About this task:
Once you have read the records below, report how many lines contain the word "megaphone", and give nothing besides that number.

Region pointing data
★ ★ ★

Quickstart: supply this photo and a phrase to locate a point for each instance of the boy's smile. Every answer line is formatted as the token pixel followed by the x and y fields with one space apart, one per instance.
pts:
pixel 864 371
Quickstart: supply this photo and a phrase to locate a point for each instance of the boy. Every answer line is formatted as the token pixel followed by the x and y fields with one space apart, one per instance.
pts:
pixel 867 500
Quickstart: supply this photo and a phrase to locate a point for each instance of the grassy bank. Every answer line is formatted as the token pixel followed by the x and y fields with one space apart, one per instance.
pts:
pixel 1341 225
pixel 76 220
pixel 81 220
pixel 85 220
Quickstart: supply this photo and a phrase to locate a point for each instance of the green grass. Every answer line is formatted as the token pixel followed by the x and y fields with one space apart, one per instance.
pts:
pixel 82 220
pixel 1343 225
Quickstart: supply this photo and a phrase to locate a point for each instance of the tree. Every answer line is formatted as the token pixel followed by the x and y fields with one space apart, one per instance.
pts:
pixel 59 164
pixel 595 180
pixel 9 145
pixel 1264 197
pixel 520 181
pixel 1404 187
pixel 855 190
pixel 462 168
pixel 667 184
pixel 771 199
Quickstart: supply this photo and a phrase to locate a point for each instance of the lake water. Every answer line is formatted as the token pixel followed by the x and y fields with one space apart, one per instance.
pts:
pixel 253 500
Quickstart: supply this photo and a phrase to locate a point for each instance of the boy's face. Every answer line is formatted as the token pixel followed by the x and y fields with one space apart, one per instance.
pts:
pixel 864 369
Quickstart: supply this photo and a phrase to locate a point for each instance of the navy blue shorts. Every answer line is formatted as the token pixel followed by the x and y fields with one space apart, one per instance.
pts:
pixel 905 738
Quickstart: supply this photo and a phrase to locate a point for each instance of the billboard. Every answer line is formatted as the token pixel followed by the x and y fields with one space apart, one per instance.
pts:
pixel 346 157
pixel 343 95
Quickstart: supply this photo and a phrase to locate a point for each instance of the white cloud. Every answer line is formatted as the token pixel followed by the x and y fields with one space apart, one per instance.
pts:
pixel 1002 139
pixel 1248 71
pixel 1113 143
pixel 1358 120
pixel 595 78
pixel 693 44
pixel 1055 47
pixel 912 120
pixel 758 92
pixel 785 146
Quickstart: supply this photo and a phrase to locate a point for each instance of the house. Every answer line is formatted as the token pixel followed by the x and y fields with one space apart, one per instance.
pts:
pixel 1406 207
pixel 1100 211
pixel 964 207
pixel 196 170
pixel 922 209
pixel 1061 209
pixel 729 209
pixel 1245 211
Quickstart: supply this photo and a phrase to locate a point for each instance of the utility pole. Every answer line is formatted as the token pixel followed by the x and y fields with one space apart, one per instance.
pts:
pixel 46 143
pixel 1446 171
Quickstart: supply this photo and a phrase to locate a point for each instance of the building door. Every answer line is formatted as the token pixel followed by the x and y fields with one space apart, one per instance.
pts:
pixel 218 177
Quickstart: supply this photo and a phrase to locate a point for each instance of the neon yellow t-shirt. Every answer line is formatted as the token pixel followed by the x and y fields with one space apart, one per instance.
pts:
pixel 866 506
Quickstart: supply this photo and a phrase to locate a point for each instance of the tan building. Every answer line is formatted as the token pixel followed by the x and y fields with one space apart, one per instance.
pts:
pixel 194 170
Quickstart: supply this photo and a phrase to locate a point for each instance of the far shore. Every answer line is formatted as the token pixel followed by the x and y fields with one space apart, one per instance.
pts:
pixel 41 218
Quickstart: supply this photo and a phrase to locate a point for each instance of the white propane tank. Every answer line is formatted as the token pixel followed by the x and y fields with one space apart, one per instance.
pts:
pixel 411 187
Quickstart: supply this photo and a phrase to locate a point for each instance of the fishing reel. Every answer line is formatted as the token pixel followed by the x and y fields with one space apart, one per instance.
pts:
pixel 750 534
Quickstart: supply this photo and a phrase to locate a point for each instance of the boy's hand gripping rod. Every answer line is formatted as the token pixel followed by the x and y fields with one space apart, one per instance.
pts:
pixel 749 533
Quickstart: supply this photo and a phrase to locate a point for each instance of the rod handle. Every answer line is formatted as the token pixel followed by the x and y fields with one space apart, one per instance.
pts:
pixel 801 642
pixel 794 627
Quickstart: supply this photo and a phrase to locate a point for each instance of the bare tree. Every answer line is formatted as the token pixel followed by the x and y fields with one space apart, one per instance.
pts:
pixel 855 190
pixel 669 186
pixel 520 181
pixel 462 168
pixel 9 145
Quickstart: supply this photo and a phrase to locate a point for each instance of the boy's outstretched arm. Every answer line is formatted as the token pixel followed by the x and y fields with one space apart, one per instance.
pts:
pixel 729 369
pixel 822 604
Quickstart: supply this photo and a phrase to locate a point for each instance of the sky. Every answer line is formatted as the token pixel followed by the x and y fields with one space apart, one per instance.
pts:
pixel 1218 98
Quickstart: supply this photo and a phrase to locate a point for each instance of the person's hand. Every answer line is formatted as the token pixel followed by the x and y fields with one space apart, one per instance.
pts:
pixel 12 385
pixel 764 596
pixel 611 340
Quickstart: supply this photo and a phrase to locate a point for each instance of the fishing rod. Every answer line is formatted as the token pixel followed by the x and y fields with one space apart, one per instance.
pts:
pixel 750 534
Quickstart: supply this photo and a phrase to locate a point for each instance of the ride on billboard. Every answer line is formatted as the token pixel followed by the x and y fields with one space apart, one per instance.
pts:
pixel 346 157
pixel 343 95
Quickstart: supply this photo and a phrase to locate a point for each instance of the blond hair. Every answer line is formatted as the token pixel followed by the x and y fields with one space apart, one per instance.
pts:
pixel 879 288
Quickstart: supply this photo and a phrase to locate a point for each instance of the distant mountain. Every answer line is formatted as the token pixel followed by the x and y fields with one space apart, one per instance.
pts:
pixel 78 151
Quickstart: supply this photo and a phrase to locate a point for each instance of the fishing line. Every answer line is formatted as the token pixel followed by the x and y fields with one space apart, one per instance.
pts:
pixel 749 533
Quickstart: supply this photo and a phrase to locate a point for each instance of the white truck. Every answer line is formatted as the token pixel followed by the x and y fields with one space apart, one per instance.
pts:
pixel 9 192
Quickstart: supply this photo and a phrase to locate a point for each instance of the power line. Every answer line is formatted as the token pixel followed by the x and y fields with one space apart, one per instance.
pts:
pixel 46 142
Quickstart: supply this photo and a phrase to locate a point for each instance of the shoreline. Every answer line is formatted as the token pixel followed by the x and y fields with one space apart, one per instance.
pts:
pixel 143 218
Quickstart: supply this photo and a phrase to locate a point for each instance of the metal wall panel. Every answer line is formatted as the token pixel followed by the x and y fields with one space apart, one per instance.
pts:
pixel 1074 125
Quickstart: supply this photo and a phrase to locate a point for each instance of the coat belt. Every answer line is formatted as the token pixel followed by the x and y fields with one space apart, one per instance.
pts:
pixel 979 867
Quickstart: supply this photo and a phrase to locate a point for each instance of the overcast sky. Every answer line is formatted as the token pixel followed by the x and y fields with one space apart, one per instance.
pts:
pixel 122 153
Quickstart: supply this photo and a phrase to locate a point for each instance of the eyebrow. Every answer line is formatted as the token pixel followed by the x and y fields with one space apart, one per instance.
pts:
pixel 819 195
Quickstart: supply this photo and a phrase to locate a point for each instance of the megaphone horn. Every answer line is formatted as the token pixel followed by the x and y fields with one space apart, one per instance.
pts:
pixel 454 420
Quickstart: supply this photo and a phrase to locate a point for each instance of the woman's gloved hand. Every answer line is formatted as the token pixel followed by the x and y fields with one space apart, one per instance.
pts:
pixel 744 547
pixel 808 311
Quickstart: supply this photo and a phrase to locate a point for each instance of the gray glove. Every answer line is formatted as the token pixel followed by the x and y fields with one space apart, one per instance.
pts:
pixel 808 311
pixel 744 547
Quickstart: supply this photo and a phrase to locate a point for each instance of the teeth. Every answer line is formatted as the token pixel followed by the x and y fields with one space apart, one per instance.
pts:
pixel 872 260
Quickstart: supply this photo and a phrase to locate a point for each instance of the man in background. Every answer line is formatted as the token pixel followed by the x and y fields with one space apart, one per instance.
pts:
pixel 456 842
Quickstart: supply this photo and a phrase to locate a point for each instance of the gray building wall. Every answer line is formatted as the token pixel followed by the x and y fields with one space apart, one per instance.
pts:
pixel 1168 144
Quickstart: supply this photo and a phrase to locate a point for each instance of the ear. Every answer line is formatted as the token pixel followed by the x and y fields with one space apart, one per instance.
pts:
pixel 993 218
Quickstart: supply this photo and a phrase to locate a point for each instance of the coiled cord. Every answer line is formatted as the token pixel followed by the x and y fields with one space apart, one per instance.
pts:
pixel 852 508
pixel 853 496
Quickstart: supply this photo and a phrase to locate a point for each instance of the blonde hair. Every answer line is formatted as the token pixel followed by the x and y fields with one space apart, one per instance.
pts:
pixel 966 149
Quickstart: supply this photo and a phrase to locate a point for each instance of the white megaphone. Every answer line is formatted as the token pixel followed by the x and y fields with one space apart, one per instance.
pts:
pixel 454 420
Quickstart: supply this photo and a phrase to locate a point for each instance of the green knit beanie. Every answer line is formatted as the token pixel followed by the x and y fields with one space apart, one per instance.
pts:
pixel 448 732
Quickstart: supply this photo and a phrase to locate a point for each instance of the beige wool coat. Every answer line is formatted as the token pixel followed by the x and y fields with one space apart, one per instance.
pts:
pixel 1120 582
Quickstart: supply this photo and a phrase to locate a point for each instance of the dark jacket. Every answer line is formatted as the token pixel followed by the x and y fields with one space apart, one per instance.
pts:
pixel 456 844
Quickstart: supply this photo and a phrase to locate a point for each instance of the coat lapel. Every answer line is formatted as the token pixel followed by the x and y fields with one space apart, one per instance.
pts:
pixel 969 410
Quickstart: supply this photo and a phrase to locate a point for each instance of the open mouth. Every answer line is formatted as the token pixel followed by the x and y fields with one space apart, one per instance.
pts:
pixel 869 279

★ ★ ★

Exercise answer:
2